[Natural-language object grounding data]

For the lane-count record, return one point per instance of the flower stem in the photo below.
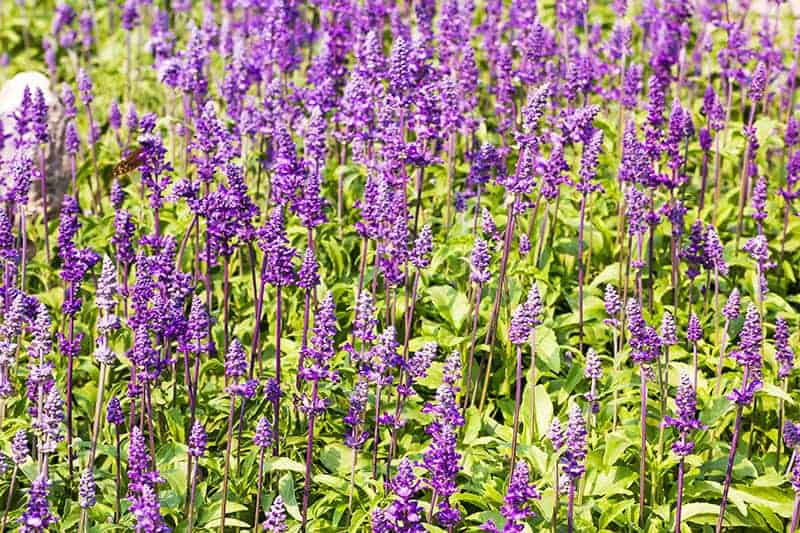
(679, 502)
(643, 446)
(98, 412)
(309, 456)
(582, 216)
(570, 506)
(731, 456)
(490, 336)
(376, 432)
(473, 335)
(257, 514)
(723, 345)
(192, 494)
(276, 405)
(10, 495)
(117, 476)
(517, 402)
(228, 439)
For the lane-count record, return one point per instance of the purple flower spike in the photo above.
(263, 435)
(572, 460)
(114, 412)
(669, 335)
(517, 500)
(19, 447)
(731, 309)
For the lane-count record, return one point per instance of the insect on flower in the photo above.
(132, 161)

§ **Exercise prompt**
Repeat the data above exactly, but not the pictures.

§ **Response**
For the lane-count record, return one point per instance of the flower stem in the photo below.
(679, 502)
(643, 446)
(98, 412)
(309, 456)
(582, 216)
(570, 506)
(731, 456)
(490, 336)
(376, 432)
(473, 335)
(257, 514)
(723, 345)
(192, 494)
(276, 405)
(10, 495)
(117, 476)
(517, 402)
(228, 439)
For the lane-count record, return one point per instance of the purple flower spike in the photo above.
(263, 435)
(572, 460)
(114, 412)
(669, 335)
(517, 500)
(19, 447)
(731, 309)
For the lane-count record, return one point per instance of the insect on flower in the photo above.
(132, 161)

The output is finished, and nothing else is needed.